> **Page excerpt**
I can’t get anything done if I have a phone exploding with random crap notifications all day long. It needs to go.
I’m in pretty good company – a ton of people from Telegram’s Durov to Warren Buffet at his peak to Jack Dorsey and even Zuckerberg, the Mr. Stuff-Your-Face-With-Reels-Until-You-Puke 🤮 himself have all at some point mentioned minimizing one’s exposure to the attention-destroying device to reclaim some focus time and get some work done.
Round 1.
After looking around a bunch, and trying an actual ugly, expensive and useless brand new 4G flip phone from T-Mobile, I came across a few modern kickstarter-style attempts to produce a proper distraction free device. I ended up getting one of the “modern dumbphones” – Light Phone III. (no affiliation, not an ad)
Long story short, it’s a great device, with 5G and a whole philosophy of design, which is very nicely crafted. I think it’s a very monumental endeavor to design a phone from scratch. Unfortunately, despite what looks like a lot of labor of love, it still fell short of the good ol’ Samsung which has iterated on their devices for close to 2 decades now, covering an infinite number of usability edge cases during all that time, as well as creating a relatively indestructible device from a physical standpoint.
A few totally subjective, personal gripes with the otherwise excellent Light Phone III that made me rethink that approach:
- The screen and the body scratch very easily, I delayed getting a case and a screen protector and paid for that dearly by having deep scratches all over just from carrying it around for the first two weeks, something that I haven’t seen in newer Galaxies.
- The built-in 5G Wifi hotspot, which I still need to tether my laptop for work emergencies on the go, seems to turn itself off after a very short time. Probably was added as a nice battery saving feature, but very annoying. Samsung has an easy setting to change the hotspot timeout to whatever you like.
- I do miss a familiar UI, getting used to a totally different UI paradigm in Light Phone III took some effort.

> **Collected data**
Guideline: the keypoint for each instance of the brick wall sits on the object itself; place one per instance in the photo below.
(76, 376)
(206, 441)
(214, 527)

> **Set task**
Rewrite the post about giving up a smartphone from "After looking around" to "affiliation, not an ad)", putting "feature phone" in place of "flip phone". Work from the text only.

> **Full answer**
After looking around a bunch, and trying an actual ugly, expensive and useless brand new 4G feature phone from T-Mobile, I came across a few modern kickstarter-style attempts to produce a proper distraction free device. I ended up getting one of the “modern dumbphones” – Light Phone III. (no affiliation, not an ad)